### Directions for this task:
Reproduce every one of the rows below word for word, with no additions, omissions, or alterations.

### The input:
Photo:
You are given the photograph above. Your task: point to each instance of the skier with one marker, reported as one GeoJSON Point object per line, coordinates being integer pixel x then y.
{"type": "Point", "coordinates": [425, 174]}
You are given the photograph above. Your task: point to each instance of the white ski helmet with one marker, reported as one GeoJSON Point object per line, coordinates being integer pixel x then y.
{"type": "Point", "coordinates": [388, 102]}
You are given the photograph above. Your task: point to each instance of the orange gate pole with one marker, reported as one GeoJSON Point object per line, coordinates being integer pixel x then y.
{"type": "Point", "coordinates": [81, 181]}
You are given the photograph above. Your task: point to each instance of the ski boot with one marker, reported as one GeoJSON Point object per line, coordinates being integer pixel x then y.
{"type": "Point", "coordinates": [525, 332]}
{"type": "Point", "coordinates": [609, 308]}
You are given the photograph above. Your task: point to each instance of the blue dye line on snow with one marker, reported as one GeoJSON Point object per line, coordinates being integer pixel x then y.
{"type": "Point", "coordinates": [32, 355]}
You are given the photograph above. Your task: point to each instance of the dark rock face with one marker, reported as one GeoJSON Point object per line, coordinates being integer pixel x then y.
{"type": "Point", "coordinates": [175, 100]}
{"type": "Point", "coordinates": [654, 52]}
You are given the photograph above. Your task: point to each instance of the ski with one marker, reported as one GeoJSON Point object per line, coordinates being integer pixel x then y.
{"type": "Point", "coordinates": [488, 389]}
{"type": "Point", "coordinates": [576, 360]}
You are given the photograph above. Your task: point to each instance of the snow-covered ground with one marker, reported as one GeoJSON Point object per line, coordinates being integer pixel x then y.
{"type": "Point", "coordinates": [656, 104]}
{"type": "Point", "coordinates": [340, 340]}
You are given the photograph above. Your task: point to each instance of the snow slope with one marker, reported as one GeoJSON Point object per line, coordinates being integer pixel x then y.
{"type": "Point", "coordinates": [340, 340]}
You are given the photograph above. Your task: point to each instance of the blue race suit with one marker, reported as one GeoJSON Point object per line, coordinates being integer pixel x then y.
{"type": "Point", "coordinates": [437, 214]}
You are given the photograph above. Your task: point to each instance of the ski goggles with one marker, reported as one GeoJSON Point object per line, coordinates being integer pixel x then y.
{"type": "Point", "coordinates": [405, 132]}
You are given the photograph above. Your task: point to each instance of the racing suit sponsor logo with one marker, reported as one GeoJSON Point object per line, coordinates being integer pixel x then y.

### Full output:
Photo:
You are given the photograph above. Your task: point to each instance of the skier with one marker, reported as one GeoJSON Point object per line, coordinates being integer pixel x then y.
{"type": "Point", "coordinates": [425, 174]}
You are given the photograph above. Your task: point to each instance of the white ski helmet with one marker, reported as one GeoJSON Point object per line, coordinates being integer pixel x then y.
{"type": "Point", "coordinates": [388, 102]}
You are given the photograph above. Your task: point to each instance of the orange gate pole with one marker, reported as one GeoJSON Point object per line, coordinates being integer pixel x then y.
{"type": "Point", "coordinates": [81, 181]}
You are given the photograph above. Your task: point to each instance of the ski boot with one marker, reported as one GeoJSON Point object per line, coordinates being integer pixel x then y.
{"type": "Point", "coordinates": [525, 332]}
{"type": "Point", "coordinates": [609, 308]}
You are given the photograph above. Your task: point to each instance of the blue dye line on snow with one marker, reported as one GeoJSON Point object per line, coordinates being integer pixel x then y.
{"type": "Point", "coordinates": [32, 355]}
You are given the photograph above. Your task: point to each instance of the dark rock face with one marker, reported as one GeoJSON Point object per line, coordinates being integer pixel x then y.
{"type": "Point", "coordinates": [175, 100]}
{"type": "Point", "coordinates": [654, 52]}
You are given the photograph above. Your task: point to each instance of the ski with one marker, reported as one GeoJSON Point object per line, coordinates being integer pixel x then y.
{"type": "Point", "coordinates": [488, 389]}
{"type": "Point", "coordinates": [576, 360]}
You are given the photograph above. Your task: point to each instance of the snow-covered ground with one marker, reported as one GeoJSON Point object per line, coordinates being integer pixel x then y.
{"type": "Point", "coordinates": [656, 104]}
{"type": "Point", "coordinates": [340, 340]}
You are given the photograph above. Your task: point to each instance of the snow slope with one marker, reported as one GeoJSON Point object per line, coordinates being integer pixel x then y.
{"type": "Point", "coordinates": [340, 340]}
You are given the photograph above. Your task: point to each instance of the blue race suit with one marker, reported as one GeoJSON Point object per line, coordinates being integer pixel x then y.
{"type": "Point", "coordinates": [437, 214]}
You are given the photograph above. Your task: point to each instance of the ski goggles with one marker, reported as one GeoJSON Point object per line, coordinates being integer pixel x then y.
{"type": "Point", "coordinates": [405, 132]}
You are given the photograph above. Your task: point to each instance of the racing suit sponsor logo with one marker, reported as one GeoJSON Point object per line, coordinates being integer pixel x then y.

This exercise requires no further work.